▸ TASK: Even the shortest line counts, so transcribe all the data exactly.

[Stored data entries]
*-*-*

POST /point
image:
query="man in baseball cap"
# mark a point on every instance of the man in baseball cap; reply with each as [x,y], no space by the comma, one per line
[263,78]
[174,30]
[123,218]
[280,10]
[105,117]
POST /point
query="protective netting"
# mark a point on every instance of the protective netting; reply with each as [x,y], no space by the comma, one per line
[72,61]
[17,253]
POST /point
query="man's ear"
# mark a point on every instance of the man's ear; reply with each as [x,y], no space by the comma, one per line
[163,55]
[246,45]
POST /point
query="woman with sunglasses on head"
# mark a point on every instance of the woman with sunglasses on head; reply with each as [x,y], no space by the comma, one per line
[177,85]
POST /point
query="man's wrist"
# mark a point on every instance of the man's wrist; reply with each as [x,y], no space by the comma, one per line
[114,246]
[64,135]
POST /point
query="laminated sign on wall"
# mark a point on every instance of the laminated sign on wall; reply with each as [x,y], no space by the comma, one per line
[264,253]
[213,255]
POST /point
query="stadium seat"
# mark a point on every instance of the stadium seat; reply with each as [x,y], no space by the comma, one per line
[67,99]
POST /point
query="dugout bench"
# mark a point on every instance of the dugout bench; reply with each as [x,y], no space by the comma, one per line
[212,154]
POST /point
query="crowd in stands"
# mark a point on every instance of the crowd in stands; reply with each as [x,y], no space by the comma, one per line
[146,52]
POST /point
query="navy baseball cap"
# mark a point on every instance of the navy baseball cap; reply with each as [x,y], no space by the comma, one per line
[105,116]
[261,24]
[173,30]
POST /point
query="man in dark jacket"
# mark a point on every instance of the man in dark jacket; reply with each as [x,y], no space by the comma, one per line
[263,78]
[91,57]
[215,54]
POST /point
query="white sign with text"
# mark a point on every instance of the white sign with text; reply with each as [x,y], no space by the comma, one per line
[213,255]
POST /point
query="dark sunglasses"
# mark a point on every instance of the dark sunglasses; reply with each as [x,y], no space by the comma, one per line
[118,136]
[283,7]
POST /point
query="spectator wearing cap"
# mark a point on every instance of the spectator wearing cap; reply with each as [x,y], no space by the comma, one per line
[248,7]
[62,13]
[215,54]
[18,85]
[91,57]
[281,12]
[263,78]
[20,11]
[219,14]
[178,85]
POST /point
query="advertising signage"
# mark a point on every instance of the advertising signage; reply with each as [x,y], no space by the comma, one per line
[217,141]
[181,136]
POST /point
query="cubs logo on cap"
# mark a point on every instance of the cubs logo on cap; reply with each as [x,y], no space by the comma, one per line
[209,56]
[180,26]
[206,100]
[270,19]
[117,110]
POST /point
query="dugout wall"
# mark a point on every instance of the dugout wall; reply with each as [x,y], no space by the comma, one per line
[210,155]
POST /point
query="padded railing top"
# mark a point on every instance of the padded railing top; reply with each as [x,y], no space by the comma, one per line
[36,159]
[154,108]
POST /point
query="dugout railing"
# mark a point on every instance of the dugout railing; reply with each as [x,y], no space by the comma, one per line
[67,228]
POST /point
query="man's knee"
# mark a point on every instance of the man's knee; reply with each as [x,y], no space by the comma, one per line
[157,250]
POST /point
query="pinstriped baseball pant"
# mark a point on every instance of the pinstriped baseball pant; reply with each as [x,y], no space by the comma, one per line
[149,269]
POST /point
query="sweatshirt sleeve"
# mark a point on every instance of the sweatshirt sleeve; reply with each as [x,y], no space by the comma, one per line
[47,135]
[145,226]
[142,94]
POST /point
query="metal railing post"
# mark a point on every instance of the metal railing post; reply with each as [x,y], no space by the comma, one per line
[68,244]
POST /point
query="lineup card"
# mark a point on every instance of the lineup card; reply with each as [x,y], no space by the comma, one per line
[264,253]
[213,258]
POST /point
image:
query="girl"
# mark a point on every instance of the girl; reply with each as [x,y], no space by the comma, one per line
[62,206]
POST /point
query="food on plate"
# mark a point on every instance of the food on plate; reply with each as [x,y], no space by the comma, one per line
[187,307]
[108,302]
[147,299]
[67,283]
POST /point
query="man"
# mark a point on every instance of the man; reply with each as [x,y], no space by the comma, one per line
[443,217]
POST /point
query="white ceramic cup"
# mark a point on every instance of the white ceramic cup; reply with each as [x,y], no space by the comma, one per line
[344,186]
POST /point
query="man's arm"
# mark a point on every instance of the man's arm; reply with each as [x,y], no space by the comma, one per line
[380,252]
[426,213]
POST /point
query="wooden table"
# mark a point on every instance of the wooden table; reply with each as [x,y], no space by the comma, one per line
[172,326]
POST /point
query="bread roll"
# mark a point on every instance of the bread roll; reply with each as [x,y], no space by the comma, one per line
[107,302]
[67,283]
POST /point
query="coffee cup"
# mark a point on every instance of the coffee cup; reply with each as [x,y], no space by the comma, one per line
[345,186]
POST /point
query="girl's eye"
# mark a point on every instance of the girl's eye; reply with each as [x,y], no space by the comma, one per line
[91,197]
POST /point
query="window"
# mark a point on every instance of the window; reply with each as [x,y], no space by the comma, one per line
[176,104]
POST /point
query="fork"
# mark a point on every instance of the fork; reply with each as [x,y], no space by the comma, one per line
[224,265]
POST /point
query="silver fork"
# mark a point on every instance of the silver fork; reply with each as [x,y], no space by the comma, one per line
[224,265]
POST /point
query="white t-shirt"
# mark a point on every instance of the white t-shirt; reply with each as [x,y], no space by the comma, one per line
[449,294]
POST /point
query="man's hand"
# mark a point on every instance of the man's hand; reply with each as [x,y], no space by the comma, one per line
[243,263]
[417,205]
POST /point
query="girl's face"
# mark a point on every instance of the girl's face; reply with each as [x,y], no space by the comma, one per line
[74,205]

*-*-*

▸ TASK ANSWER:
POST /point
image:
query="man in baseball cap"
# mark a point on every instance of the man in baseball cap; reply with each as [x,y], no space by the comma, one per line
[263,78]
[174,30]
[123,218]
[280,10]
[105,117]
POST /point
query="protective netting"
# mark a point on every instance of the protective netting; reply with each as [x,y], no space by the comma, one per line
[72,61]
[17,253]
POST /point
query="man's ear"
# mark a point on every instance of the man's ear; reply with each as [x,y], no space by the comma, one per line
[163,55]
[246,45]
POST /point
query="woman with sunglasses on head"
# mark a point on every instance of the woman with sunglasses on head; reply with each as [x,y], no space by the comma, one per line
[177,85]
POST /point
query="man's wrist"
# mark a point on every instance of the man's wrist; reply with each as [x,y], no space by the comma, one per line
[114,246]
[64,135]
POST /point
query="laminated sign on wall"
# mark a point on every instance of the laminated sign on wall; reply with each as [x,y], no space by the comma, one per line
[264,253]
[213,255]
POST /point
query="stadium seat"
# mark a point on every instance of the stadium seat; reply with each as [x,y], no space by the comma, one per line
[67,99]
POST /point
query="dugout bench"
# mark a point on every instance of the dugout bench; reply with each as [x,y], no space by the comma, one per line
[212,154]
POST /point
query="crowd in stands"
# mark a point on every instance of the crowd in stands; reply with each as [x,y], no space by the comma, one per line
[146,52]
POST /point
query="navy baseball cap"
# mark a point on every instance of the navy baseball cap; reply with each as [x,y], no space by the comma, one per line
[105,116]
[261,24]
[173,30]
POST /point
query="man in dark jacket"
# mark a point on every instance of the man in dark jacket; reply with each as [x,y], no space by the comma, one per line
[263,78]
[91,57]
[215,54]
POST /point
query="white sign with text"
# mark a point on every instance of the white sign with text; reply with each as [x,y], no space by the comma, one per line
[213,255]
POST /point
query="dark sunglasses"
# mark a point on every instance of the dark sunglasses; reply with each as [x,y], no space by the comma, one per line
[118,136]
[283,7]
POST /point
query="spectator wearing cap"
# mark a point on every instance of the spectator wearing cap; reply with each as [x,y], no space by the comma, one per line
[248,7]
[62,13]
[215,54]
[18,85]
[91,57]
[281,12]
[263,78]
[20,11]
[219,14]
[178,85]
POST /point
query="advertising signage"
# mark a point on every instance of the advertising signage; reply with each as [x,y], no space by the comma, one per line
[217,141]
[181,136]
POST /point
query="cubs logo on cap"
# mark a point on every instance of the cubs logo on cap; reply with each as [x,y], no space by the comma, one per line
[209,56]
[180,26]
[206,100]
[270,19]
[117,110]
POST /point
query="dugout wall"
# mark a point on every instance of the dugout wall; reply with each as [x,y], no space by the comma, one per line
[210,155]
POST /point
query="padded railing top"
# mark a point on every instance of the padded railing top; reply with each as [x,y], no space by the comma, one per line
[36,159]
[154,108]
POST /point
query="dugout railing"
# mark a point on every instance of the dugout railing; reply with each as [x,y], no space by the comma, one per line
[67,228]
POST /point
query="man's knee"
# mark a point on every instance of the man's knee; reply with each as [x,y], no space by the comma, one per line
[157,250]
POST /point
query="pinstriped baseball pant"
# mark a point on every instance of the pinstriped baseball pant; reply with each as [x,y], no space by the comma, one per line
[149,269]
POST /point
query="sweatshirt sleeve"
# mark a point on every instance of the sweatshirt sleeve; reply with each as [x,y], no space by the comma, one per line
[47,135]
[145,226]
[142,94]
POST /point
query="metal railing post"
# mark a point on every instance of the metal railing post; reply with each as [x,y], no space by the comma, one per line
[68,244]
POST /point
query="lineup card"
# mark a point on every instance of the lineup card; reply with each as [x,y], no space by the comma, one per line
[264,253]
[213,258]
POST /point
image:
query="girl"
# mark a point on every instance of the girl; reply with each as [x,y], no space by the comma, one per line
[62,206]
POST /point
query="food on plate"
# mark a point on every instance of the food on plate; reply with each as [x,y], no space by the comma, one per line
[187,307]
[108,302]
[147,299]
[67,283]
POST /point
query="man"
# mark a point on every instance of the man; reply with each as [x,y], no space by the comma, one per line
[443,217]
POST /point
query="white ceramic cup"
# mark a point on every instance of the white ceramic cup; reply with each as [x,y], no space by the comma, one per line
[344,186]
POST /point
query="man's arm"
# mark a point on every instance of the man's arm; reply with each as [x,y], no space by the comma, one per line
[380,252]
[426,213]
POST /point
query="wooden table"
# mark a point on every instance of the wooden table; reply with each as [x,y], no space by the comma, one per line
[172,326]
POST /point
query="bread roll"
# mark a point on every instance of the bread roll; reply with each as [x,y], no space by the comma, one per line
[107,302]
[67,283]
POST /point
query="coffee cup"
# mark a point on every instance of the coffee cup; reply with each as [x,y], no space by the comma, one per line
[345,186]
POST /point
query="girl's eye"
# mark a point on every instance of the girl's eye; reply with each as [x,y], no space by the comma, one per line
[91,197]
POST /point
query="window"
# mark a point on every instance of the window; reply with each as [x,y], no space by the comma, one per line
[176,104]
POST /point
query="fork"
# mark a point on every instance of the fork; reply with each as [x,y], no space by the comma, one per line
[224,265]
POST /point
query="silver fork"
# mark a point on every instance of the silver fork; reply with each as [x,y], no space by the comma, one per line
[224,265]
POST /point
query="white t-shirt"
# mark a point on every instance of the white t-shirt; reply with each as [x,y], no space by the comma, one per line
[449,294]
POST /point
query="man's hand"
# mark a point on every instance of the man's hand; reply with each as [x,y], no space by the comma, one per line
[243,263]
[417,205]
POST /point
query="girl's face"
# mark a point on every instance of the girl's face; reply with each as [x,y], no space by the comma, one per line
[74,205]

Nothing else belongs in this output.